What you need to do: Exactly reproduce the lines that follow.

─── Excerpted data ───

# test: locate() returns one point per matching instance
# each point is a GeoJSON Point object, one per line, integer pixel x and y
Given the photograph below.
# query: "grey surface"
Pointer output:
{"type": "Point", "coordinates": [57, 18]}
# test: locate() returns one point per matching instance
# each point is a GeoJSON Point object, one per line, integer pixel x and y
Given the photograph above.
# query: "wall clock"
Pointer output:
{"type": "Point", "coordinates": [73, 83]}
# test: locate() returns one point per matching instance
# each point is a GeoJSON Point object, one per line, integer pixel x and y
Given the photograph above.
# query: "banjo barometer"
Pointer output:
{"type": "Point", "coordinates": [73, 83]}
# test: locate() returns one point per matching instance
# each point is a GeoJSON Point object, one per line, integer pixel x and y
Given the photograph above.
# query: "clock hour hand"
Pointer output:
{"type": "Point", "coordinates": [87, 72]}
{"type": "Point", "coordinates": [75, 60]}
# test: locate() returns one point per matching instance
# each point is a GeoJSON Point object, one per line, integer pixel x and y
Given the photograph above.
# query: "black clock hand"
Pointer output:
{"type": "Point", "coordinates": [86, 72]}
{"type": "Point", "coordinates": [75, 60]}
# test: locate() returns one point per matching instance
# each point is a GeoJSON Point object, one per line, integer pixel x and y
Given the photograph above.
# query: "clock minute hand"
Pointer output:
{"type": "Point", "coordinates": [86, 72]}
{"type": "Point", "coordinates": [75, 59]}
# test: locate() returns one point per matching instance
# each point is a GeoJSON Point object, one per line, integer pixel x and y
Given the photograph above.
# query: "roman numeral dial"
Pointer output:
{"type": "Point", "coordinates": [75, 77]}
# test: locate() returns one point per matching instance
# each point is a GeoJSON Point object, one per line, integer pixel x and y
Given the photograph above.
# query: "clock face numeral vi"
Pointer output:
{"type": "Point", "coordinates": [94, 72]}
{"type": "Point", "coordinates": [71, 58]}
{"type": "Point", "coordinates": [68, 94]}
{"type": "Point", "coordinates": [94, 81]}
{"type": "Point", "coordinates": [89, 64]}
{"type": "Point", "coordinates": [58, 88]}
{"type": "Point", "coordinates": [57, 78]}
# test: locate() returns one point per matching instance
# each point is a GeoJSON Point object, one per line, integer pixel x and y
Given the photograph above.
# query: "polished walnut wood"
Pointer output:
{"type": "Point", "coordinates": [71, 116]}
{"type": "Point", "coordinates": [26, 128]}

───

The completed task:
# test: locate() returns one point per matching instance
# each point is a GeoJSON Point object, one per line, integer pixel x and y
Given the photograph below.
# query: "grey surface"
Pointer output:
{"type": "Point", "coordinates": [57, 18]}
# test: locate() returns one point per matching instance
# each point is a GeoJSON Point object, one per line, integer pixel x and y
Given the photograph above.
# query: "wall clock"
Pointer output:
{"type": "Point", "coordinates": [73, 83]}
# test: locate() returns one point per matching instance
# each point is a GeoJSON Point object, one per line, integer pixel x and y
Given the photograph above.
# query: "banjo barometer"
Pointer output:
{"type": "Point", "coordinates": [73, 83]}
# test: locate() returns one point per matching instance
# each point is a GeoJSON Point object, one per line, integer pixel x and y
Given the photograph above.
# query: "clock hour hand"
Pointer output:
{"type": "Point", "coordinates": [87, 72]}
{"type": "Point", "coordinates": [75, 60]}
# test: locate() returns one point per matching instance
# each point is a GeoJSON Point object, one per line, integer pixel x and y
Given the photograph above.
# query: "black clock hand"
Pointer output:
{"type": "Point", "coordinates": [86, 72]}
{"type": "Point", "coordinates": [75, 60]}
# test: locate() returns one point per matching instance
# each point is a GeoJSON Point object, one per line, integer pixel x and y
Given the photograph above.
# query: "clock minute hand"
Pointer output:
{"type": "Point", "coordinates": [86, 72]}
{"type": "Point", "coordinates": [75, 59]}
# test: locate() returns one point per matching instance
# each point is a GeoJSON Point object, one per line, integer pixel x and y
Given the photograph above.
# query: "roman numeral dial"
Pointer output:
{"type": "Point", "coordinates": [75, 77]}
# test: locate() returns one point per matching instance
# each point is a GeoJSON Point object, one per line, integer pixel x and y
Given the photograph above.
# query: "clock face numeral vi"
Pointer output:
{"type": "Point", "coordinates": [94, 72]}
{"type": "Point", "coordinates": [71, 58]}
{"type": "Point", "coordinates": [68, 94]}
{"type": "Point", "coordinates": [94, 81]}
{"type": "Point", "coordinates": [89, 64]}
{"type": "Point", "coordinates": [58, 88]}
{"type": "Point", "coordinates": [57, 78]}
# test: locate() returns one point per matching instance
# each point is a GeoJSON Point object, one per line, integer pixel x and y
Given the photograph above.
# query: "polished walnut wood"
Pointer output:
{"type": "Point", "coordinates": [71, 116]}
{"type": "Point", "coordinates": [26, 128]}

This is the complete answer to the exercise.